• [Goal] Copy the data below line for line, leaving out the pictures.

(Image boundary annotation data)

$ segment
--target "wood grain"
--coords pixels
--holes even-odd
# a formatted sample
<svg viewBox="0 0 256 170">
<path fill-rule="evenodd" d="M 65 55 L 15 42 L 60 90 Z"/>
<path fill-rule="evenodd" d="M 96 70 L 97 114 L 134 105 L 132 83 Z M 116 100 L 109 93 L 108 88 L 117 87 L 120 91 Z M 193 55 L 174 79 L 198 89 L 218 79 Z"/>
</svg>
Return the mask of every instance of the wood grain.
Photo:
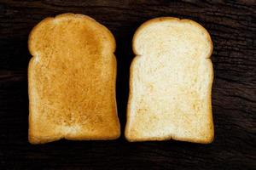
<svg viewBox="0 0 256 170">
<path fill-rule="evenodd" d="M 144 21 L 187 18 L 210 32 L 214 50 L 211 144 L 177 141 L 27 142 L 27 36 L 47 16 L 88 14 L 117 41 L 117 100 L 125 124 L 131 38 Z M 256 169 L 256 3 L 240 1 L 0 0 L 1 169 Z"/>
</svg>

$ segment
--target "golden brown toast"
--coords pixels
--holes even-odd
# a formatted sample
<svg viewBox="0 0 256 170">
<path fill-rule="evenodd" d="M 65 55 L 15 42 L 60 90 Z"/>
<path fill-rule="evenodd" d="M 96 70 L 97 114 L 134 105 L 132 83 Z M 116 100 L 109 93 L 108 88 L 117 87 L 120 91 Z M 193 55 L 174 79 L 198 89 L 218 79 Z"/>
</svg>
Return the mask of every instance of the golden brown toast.
<svg viewBox="0 0 256 170">
<path fill-rule="evenodd" d="M 28 47 L 30 143 L 119 138 L 110 31 L 88 16 L 64 14 L 38 24 Z"/>
<path fill-rule="evenodd" d="M 125 137 L 211 143 L 214 136 L 210 56 L 206 29 L 163 17 L 143 24 L 133 37 Z"/>
</svg>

• [Final result]
$ segment
--target "wood grain"
--coords pixels
--holes even-odd
# a formatted sample
<svg viewBox="0 0 256 170">
<path fill-rule="evenodd" d="M 65 55 L 15 42 L 60 90 Z"/>
<path fill-rule="evenodd" d="M 96 70 L 97 114 L 134 105 L 132 83 Z M 116 100 L 109 93 L 108 88 L 117 87 L 120 91 Z M 193 55 L 174 79 L 198 89 L 218 79 Z"/>
</svg>
Return the mask of every instance of the wood grain.
Photo:
<svg viewBox="0 0 256 170">
<path fill-rule="evenodd" d="M 144 21 L 187 18 L 210 32 L 214 50 L 211 144 L 177 141 L 27 142 L 27 36 L 47 16 L 88 14 L 117 41 L 117 100 L 125 124 L 131 38 Z M 256 169 L 256 3 L 240 1 L 0 0 L 1 169 Z"/>
</svg>

$ segment
--target "golden brown toast"
--coords pixels
--holes even-odd
# a formatted sample
<svg viewBox="0 0 256 170">
<path fill-rule="evenodd" d="M 65 55 L 15 42 L 60 90 Z"/>
<path fill-rule="evenodd" d="M 96 70 L 97 114 L 134 105 L 132 83 Z M 116 100 L 109 93 L 108 88 L 117 87 L 120 91 Z M 193 55 L 174 79 L 198 89 L 218 79 Z"/>
</svg>
Return the mask of every instance of the golden brown toast.
<svg viewBox="0 0 256 170">
<path fill-rule="evenodd" d="M 28 47 L 30 143 L 119 138 L 110 31 L 88 16 L 64 14 L 38 24 Z"/>
<path fill-rule="evenodd" d="M 125 137 L 211 143 L 214 136 L 210 56 L 206 29 L 163 17 L 143 24 L 133 37 Z"/>
</svg>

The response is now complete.